**Required work**
Copy out the data below, putting "a separate line for each instance" in place of every "one line per instance" and keeping everything else the same.
┌─ Data section
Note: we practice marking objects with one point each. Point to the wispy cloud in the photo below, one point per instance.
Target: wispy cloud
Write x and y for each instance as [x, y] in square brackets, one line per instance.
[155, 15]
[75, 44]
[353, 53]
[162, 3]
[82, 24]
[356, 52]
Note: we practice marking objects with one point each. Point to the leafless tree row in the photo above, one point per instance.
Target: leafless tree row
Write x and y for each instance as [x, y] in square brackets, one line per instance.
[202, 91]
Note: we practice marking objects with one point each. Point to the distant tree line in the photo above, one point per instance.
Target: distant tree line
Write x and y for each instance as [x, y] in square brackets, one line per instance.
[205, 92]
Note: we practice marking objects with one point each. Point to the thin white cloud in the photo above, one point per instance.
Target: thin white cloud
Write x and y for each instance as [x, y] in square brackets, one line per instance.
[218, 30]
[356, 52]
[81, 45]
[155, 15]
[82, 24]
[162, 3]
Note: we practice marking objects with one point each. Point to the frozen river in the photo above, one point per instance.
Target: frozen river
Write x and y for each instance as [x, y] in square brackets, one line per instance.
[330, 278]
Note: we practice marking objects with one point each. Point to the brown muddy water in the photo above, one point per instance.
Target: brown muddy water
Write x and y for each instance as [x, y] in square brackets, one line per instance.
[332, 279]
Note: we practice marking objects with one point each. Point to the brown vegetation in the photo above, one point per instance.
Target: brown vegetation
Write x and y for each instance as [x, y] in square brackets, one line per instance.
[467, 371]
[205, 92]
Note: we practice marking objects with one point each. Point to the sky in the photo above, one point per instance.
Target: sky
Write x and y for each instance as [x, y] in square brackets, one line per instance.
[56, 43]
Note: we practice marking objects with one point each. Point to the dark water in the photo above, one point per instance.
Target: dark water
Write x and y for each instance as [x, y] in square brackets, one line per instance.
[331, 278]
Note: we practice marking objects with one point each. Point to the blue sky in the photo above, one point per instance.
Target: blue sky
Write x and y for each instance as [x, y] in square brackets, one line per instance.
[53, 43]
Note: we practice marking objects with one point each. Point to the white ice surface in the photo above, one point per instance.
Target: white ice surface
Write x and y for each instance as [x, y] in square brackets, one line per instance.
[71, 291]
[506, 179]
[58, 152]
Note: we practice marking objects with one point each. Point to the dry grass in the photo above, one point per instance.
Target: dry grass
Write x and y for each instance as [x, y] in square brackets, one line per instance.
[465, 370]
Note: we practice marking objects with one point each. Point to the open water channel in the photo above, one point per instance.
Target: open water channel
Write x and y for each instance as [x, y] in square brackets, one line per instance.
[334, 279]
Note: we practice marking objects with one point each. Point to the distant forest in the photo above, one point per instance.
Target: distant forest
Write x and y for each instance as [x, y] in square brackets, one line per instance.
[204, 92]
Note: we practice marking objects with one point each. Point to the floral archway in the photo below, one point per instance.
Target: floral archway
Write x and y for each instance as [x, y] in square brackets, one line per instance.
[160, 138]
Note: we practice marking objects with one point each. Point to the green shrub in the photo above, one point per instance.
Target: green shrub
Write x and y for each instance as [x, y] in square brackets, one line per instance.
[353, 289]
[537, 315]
└─
**Task solution**
Note: we practice marking objects with one point each. Point to the wispy cloud in the photo below, one point per instance.
Target: wispy cloud
Write x and y for each instance as [x, y] in square brackets, a separate line for each instance.
[155, 15]
[75, 44]
[353, 53]
[162, 3]
[82, 24]
[356, 52]
Note: we practice marking objects with one point each. Point to the leafless tree row in the photo above, one point per instance.
Target: leafless tree row
Write x and y for each instance as [x, y] in square brackets, a separate line for each instance.
[202, 91]
Note: we practice marking objects with one point each. Point to the distant tree line in the photo above, one point per instance.
Target: distant tree line
Write x and y for each instance as [x, y] in square brackets, a separate line for each instance.
[205, 92]
Note: we practice marking objects with one point each. Point to the thin white cloud in the photo above, one point per instance.
Target: thin white cloud
Write x and y for each instance as [x, y] in square brackets, a separate line for each instance.
[218, 30]
[356, 52]
[81, 45]
[155, 15]
[82, 24]
[162, 3]
Note: we practice marking objects with one point each. Point to the frozen river in the photo above, one point per instance.
Target: frozen river
Write x and y for each instance as [x, y] in square brackets, a separate line for each instance.
[330, 278]
Note: we practice marking objects with one point each. Point to the brown muddy water in the photo above, one point per instance.
Target: brown muddy water
Write x and y for each instance as [x, y] in square brackets, a separate line for each instance.
[332, 279]
Note: we practice marking objects with one point each. Point to the brown vegetation in the photo above, one point per instance.
Target: brown vegetation
Write x and y for each instance as [x, y] in square brackets, a separate line for each instance.
[467, 371]
[205, 92]
Note: we practice marking objects with one point each. Point to the sky in the photo above, one point per instance.
Target: sky
Write x and y for each instance as [x, y] in square brackets, a separate line for each instance.
[56, 43]
Note: we practice marking objects with one point each. Point to the dark water in the photo above, one point per instance.
Target: dark water
Write x and y for each instance as [x, y] in square brackets, a separate line for each instance.
[331, 278]
Note: we practice marking objects with one point each. Point to the blue sky in the photo above, one point per instance.
Target: blue sky
Write x and y for each instance as [x, y] in square brackets, a separate line for each instance.
[53, 43]
Note: we practice marking objects with one point each. Point to the white ice surface in the photo above, one point per instance.
Target: white ice surface
Write x and y for each instance as [x, y] in square brackets, a separate line for each instance.
[71, 291]
[506, 179]
[58, 152]
Note: we practice marking objects with one point each. Point to the dry grass in the photo above, one point per instance.
Target: dry grass
Write x and y for each instance as [x, y] in square brackets, a separate line for each instance.
[465, 370]
Note: we practice marking objects with one point each. Point to the open water channel in the photo above, one point per instance.
Target: open water channel
Write x and y for each instance as [x, y] in square brackets, a separate line for each instance.
[334, 279]
Note: we practice marking objects with one point each. Point to the distant forest in the photo above, one point per instance.
Target: distant forest
Write x and y for each instance as [x, y] in square brackets, a separate line for each instance.
[204, 92]
Note: we practice marking objects with one point each. Point to the floral archway in the photo below, one point per instance.
Target: floral archway
Write x and y for each instance as [x, y] in square brackets, a separate line for each instance.
[160, 138]
Note: we practice marking objects with one point each. Point to the green shrub in the photo above, one point per instance.
Target: green shrub
Write x and y for each instance as [x, y] in square brackets, a separate line for each instance.
[353, 289]
[537, 315]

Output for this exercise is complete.